EXERCISE> Check the records below line by line for the string "gray". Give the number of lines that contain it and nothing else.

Items from a dataset
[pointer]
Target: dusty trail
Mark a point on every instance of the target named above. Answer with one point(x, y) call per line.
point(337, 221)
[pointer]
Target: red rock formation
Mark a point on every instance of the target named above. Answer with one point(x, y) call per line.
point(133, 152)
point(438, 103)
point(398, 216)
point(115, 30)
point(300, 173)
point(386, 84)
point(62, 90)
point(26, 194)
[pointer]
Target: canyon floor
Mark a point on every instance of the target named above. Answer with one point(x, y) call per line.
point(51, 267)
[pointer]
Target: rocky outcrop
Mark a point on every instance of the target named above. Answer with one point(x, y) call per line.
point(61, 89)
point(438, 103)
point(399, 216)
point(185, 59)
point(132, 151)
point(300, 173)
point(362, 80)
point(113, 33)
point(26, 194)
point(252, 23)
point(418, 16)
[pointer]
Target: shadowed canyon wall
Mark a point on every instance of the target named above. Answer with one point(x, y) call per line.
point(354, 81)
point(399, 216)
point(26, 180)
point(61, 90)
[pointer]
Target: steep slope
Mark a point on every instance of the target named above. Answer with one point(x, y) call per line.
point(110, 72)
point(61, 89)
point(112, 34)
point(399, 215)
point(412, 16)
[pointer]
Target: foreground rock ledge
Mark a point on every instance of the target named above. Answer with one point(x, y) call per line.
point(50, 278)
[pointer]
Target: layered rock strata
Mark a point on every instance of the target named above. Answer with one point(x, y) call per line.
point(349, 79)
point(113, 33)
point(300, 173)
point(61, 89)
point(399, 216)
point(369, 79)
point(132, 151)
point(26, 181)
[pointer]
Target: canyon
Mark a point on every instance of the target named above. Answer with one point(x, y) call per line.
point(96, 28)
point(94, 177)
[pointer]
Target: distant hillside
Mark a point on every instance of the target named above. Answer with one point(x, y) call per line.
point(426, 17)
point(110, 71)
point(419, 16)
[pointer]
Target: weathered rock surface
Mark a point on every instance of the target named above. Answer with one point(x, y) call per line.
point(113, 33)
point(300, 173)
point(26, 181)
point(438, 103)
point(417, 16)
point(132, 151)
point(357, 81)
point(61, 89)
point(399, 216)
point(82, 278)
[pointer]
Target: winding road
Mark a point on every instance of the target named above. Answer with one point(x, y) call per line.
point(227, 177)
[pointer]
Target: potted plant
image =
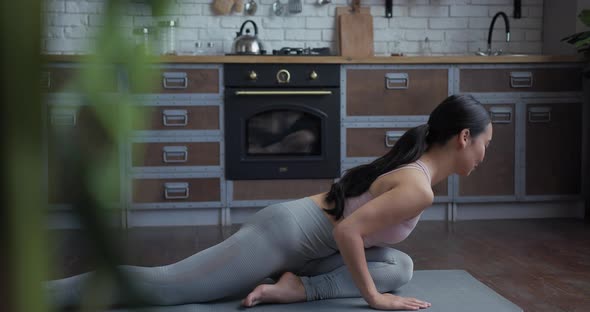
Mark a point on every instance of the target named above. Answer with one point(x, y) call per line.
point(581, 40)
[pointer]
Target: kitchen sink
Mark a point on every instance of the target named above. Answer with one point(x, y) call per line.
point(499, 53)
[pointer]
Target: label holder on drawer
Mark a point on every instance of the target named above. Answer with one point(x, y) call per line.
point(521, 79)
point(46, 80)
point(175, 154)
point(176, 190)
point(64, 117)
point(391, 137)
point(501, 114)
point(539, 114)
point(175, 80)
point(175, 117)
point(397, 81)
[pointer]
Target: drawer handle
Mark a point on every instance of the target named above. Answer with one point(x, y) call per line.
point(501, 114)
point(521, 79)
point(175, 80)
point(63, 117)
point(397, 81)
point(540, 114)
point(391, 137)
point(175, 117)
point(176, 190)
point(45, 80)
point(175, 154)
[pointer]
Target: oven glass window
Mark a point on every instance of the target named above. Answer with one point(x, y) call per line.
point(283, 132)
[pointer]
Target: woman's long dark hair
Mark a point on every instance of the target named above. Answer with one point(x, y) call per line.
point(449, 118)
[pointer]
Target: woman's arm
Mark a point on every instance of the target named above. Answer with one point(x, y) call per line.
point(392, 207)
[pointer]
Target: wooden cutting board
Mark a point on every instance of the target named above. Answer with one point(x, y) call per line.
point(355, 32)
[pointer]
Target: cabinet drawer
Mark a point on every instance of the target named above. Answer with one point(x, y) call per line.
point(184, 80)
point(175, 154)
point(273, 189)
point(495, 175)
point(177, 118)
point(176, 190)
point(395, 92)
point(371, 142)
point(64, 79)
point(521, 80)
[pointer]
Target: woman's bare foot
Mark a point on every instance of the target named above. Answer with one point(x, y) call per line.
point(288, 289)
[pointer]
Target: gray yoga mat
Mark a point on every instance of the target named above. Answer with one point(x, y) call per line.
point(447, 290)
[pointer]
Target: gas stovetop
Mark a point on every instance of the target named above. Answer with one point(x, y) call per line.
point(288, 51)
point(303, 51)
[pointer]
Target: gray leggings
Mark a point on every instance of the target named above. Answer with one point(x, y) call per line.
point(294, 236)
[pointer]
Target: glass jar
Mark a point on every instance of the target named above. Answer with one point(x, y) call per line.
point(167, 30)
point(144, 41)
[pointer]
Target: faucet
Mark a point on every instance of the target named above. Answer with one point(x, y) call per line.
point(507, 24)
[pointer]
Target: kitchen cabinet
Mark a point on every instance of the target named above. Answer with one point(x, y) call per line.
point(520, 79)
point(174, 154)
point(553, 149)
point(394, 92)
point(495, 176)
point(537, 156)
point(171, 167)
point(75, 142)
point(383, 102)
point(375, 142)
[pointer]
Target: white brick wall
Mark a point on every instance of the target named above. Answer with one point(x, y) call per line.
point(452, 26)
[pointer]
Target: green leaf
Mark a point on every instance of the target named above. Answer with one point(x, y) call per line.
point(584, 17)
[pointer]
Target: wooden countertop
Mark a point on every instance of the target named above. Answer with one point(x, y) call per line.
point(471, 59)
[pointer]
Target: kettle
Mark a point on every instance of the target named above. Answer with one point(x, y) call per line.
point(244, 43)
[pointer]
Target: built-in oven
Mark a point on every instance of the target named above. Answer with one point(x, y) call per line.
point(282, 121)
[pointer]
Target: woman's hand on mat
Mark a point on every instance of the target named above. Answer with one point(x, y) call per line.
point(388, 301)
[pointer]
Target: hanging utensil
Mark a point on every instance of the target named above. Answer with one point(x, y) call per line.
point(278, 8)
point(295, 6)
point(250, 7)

--

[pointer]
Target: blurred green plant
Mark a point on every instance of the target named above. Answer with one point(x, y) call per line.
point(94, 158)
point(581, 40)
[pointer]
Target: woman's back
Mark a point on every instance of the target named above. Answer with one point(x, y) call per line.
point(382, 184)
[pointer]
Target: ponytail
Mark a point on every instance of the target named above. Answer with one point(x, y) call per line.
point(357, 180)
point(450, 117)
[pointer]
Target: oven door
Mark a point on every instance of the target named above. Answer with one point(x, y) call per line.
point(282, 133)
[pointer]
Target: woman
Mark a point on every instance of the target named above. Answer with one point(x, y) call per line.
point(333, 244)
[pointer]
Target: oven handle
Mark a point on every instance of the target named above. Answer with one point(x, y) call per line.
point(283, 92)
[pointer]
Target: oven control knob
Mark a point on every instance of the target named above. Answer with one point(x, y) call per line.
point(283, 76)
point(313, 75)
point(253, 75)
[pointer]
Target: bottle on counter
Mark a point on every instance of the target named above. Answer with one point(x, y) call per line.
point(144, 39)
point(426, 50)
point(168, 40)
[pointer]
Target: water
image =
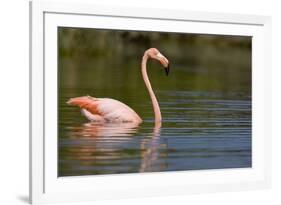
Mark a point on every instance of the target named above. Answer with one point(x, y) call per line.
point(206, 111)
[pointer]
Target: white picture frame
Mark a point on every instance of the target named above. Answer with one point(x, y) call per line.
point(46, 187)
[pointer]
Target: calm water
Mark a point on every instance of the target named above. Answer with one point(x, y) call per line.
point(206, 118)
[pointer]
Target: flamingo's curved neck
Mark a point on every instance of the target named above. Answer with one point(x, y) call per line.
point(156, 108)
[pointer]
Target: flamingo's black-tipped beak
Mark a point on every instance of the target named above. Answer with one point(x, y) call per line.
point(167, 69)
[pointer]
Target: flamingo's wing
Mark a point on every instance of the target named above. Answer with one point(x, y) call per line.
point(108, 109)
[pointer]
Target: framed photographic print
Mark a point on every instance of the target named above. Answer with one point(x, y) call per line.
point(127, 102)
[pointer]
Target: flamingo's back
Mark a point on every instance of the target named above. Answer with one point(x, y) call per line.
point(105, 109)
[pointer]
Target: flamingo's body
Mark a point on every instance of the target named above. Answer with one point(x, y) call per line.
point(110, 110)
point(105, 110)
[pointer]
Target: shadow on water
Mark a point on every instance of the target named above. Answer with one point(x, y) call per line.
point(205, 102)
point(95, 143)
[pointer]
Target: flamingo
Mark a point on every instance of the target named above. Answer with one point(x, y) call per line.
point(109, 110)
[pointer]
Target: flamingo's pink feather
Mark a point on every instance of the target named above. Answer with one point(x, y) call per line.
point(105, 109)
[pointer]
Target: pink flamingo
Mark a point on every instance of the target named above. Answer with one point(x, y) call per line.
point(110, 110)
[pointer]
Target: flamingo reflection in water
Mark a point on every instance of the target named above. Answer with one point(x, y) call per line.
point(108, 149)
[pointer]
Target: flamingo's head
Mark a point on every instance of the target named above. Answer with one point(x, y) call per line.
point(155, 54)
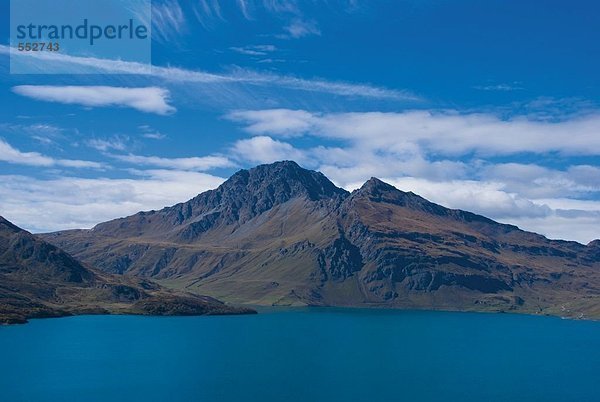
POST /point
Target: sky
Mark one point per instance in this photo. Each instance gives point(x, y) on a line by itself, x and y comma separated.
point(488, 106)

---

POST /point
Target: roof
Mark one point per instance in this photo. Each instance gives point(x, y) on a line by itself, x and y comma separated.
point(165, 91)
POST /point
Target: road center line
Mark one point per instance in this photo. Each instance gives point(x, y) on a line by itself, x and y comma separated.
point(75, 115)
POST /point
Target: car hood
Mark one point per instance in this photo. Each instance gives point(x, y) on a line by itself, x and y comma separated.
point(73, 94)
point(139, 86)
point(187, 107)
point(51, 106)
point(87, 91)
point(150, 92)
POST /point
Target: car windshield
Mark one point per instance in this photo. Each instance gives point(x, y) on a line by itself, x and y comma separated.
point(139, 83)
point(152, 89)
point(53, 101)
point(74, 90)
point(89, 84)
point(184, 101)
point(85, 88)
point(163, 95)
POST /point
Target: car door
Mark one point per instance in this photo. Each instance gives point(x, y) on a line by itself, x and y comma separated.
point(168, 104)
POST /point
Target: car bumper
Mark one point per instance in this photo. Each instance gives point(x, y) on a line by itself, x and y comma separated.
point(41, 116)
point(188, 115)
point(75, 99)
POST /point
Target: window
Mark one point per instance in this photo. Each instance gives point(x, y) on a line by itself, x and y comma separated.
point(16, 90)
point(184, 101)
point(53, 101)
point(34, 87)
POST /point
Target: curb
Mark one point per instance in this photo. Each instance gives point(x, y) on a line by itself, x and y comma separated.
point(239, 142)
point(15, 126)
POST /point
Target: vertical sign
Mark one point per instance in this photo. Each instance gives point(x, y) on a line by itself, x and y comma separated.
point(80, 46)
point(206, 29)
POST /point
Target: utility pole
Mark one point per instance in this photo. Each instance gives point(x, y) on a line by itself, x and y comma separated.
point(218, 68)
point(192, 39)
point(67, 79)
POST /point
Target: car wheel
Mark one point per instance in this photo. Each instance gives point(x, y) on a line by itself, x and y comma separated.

SOLUTION BELOW> 2